* **Source data**
= = = = =

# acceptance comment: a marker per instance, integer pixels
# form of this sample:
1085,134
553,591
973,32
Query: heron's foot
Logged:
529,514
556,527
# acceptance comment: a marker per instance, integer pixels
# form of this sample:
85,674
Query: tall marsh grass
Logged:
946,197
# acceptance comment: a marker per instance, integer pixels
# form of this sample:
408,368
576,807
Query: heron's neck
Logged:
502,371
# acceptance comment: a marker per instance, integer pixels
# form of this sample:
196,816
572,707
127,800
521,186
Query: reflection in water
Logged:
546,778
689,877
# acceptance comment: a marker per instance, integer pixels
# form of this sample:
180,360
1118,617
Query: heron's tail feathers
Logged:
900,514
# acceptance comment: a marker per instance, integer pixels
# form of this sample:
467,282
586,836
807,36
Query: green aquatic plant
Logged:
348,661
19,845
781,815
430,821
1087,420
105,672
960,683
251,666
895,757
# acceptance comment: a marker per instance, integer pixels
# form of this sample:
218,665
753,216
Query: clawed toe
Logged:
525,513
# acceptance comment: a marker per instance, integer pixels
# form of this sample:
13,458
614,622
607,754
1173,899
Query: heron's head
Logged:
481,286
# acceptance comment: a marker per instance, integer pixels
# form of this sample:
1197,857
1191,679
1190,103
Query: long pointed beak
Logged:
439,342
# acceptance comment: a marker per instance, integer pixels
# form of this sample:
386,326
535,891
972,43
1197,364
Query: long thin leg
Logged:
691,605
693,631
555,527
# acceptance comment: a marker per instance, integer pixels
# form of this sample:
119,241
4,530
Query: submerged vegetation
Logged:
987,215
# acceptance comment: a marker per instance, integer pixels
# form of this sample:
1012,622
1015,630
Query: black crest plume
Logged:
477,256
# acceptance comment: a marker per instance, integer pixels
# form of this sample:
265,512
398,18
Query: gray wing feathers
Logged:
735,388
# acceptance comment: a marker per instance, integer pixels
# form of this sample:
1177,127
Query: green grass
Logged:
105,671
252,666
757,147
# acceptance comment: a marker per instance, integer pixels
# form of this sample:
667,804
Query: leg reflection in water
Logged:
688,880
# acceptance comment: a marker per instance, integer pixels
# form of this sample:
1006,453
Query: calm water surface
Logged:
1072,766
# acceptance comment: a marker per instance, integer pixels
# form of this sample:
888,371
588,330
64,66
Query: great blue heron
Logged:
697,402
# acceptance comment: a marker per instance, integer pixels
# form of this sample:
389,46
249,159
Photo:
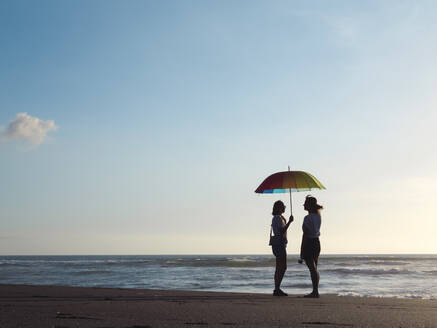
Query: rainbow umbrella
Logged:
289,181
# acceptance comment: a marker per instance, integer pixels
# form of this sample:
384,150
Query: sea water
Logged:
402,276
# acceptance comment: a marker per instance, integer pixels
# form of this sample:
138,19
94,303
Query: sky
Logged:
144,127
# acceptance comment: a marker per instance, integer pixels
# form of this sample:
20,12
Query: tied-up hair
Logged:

= = = = =

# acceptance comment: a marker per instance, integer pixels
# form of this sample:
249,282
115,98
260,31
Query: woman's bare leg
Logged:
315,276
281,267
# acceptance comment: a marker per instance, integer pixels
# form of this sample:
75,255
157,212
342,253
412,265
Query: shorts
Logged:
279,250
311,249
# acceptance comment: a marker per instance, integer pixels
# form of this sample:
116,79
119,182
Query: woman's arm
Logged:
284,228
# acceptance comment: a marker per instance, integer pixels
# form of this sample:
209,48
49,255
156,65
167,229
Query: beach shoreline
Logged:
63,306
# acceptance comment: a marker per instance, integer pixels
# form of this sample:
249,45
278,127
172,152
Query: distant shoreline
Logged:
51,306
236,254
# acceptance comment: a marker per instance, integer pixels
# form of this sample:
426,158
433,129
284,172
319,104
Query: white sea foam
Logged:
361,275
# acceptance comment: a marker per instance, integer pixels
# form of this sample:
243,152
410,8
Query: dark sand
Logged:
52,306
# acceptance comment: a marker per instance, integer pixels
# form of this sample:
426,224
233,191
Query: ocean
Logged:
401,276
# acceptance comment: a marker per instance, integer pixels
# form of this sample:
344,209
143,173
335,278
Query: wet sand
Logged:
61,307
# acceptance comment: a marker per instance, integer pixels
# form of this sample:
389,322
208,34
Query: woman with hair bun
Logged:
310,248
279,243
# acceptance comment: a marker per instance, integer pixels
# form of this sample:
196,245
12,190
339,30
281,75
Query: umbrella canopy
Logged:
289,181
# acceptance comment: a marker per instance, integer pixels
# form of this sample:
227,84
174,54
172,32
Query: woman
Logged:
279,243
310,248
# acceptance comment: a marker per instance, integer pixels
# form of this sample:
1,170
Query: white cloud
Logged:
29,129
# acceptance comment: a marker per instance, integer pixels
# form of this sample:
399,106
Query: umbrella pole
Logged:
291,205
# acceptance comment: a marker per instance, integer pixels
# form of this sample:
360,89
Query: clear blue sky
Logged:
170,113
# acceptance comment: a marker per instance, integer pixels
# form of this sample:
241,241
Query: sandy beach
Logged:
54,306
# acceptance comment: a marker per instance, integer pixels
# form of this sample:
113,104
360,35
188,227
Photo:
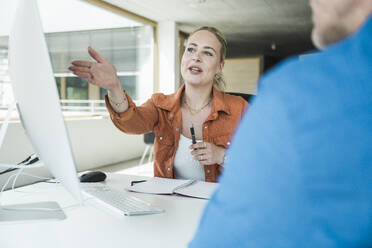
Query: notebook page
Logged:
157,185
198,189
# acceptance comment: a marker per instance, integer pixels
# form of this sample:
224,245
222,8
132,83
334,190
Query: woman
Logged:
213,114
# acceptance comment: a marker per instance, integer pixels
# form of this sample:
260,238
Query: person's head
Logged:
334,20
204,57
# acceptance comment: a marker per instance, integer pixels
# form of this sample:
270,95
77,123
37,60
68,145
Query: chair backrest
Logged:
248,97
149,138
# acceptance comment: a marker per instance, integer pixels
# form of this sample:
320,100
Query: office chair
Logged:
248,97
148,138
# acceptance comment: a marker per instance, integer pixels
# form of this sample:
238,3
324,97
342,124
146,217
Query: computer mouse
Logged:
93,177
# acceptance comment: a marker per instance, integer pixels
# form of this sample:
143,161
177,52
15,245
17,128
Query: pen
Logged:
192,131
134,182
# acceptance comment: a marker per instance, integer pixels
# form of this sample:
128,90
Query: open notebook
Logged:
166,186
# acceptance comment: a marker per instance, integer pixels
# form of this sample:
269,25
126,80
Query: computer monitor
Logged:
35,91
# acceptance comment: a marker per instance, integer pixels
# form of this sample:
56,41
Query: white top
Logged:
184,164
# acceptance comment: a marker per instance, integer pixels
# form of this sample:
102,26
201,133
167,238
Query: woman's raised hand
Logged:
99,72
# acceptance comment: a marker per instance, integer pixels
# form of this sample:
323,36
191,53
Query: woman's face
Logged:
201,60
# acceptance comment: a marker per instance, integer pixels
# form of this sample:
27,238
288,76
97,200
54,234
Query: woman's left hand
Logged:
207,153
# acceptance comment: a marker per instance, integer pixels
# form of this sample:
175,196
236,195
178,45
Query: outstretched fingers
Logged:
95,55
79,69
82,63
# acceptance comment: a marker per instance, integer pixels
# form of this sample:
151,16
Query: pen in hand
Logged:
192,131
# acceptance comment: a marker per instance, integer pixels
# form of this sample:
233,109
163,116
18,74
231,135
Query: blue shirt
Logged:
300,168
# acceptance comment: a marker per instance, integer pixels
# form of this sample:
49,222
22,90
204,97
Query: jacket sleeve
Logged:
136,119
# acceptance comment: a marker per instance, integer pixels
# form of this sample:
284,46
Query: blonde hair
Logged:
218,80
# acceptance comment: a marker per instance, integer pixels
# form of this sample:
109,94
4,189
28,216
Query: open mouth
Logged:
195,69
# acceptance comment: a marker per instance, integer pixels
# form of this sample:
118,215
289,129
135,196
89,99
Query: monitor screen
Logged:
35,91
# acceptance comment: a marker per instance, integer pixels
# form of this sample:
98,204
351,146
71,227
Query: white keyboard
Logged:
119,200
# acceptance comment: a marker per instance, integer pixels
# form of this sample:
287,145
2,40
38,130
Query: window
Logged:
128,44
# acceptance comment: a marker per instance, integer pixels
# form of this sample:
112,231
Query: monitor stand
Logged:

= = = = =

* **Work to do**
Count the lines in the records that contain the string "computer", with uppercase and lowercase treated as different. Reply with the number alone.

* **Answer to the task**
2